Text block:
◇ ◇ ◇
We leave Thrupp and cruise into Oxford and with Suzie still ill we contact the local warden and explain and she allows us to stay on a 48hr mooring for 4 days to allow Suzie to recover and to get out of bed and see Oxford.
|The Radcliffe camera built in 1739, |
camera meaning "room" in latin
for those, like me that
|Christ college and gardens|
|Hertford Bridge, popularly known as the Bridge of Sighs, |
is a skyway joining two parts of Hertford College
Oxford is a truly wonderful city that is dominated by the colleges, there are 39 different colleges which all are famous for one reason or another and are often featured in many films and TV programs.
In 1790, the Oxford Canal connected the city with Coventry. The Duke's Cut was completed by the Duke of Marlborough in 1789 to link the new canal with the River Thames; and, in 1796, the Oxford Canal company built its own link to the Thames, at Isis Lock. Fred, Lisa, Suzie and I leave Oxford and go back up to Dukes Cut and join THE RIVER THAMES!!!! and on to Lechlade which is the start of the navigation for the River Thames. None of us have cruised on a river before and none of us knew what to expect. We are all used to canals that have no current, fairly straight with no U bends, and not, in places 200+ ft wide! We needn't have worried as it has been a lovely experience mainly due to the weather as I'm sure if it was raining and blowing a hoolie it would have been different.
◇ ◇ ◇
Information supplied:
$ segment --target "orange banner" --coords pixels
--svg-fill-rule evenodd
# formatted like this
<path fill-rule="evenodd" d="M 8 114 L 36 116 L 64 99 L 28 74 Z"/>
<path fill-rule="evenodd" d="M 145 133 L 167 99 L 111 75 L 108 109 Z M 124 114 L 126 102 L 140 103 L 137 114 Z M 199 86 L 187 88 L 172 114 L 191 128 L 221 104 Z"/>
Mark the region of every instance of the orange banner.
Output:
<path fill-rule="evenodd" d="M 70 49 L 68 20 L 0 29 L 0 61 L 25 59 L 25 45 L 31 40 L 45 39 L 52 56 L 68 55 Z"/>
◇ ◇ ◇
Challenges:
(1) List every year given in the Oxford cruising account, in the order they appear.
(2) Write out the section of the Oxford cruising account starting at "We leave Thrupp" and ending at "and see Oxford.".
(3) Decide whether each statement agrees with the Oxford cruising account, answering yes or no and quoting the deciding words: (a) The warden let them stay on a 48hr mooring for 4 days. (b) Oxford has 39 different colleges. (c) The Duke's Cut was completed in 1796.

Exercise answers:
(1) 1739, 1790, 1789, 1796

(2)
We leave Thrupp and cruise into Oxford and with Suzie still ill we contact the local warden and explain and she allows us to stay on a 48hr mooring for 4 days to allow Suzie to recover and to get out of bed and see Oxford.

(3)
(a) Yes: "she allows us to stay on a 48hr mooring for 4 days"
(b) Yes: "there are 39 different colleges"
(c) No: "The Duke's Cut was completed by the Duke of Marlborough in 1789"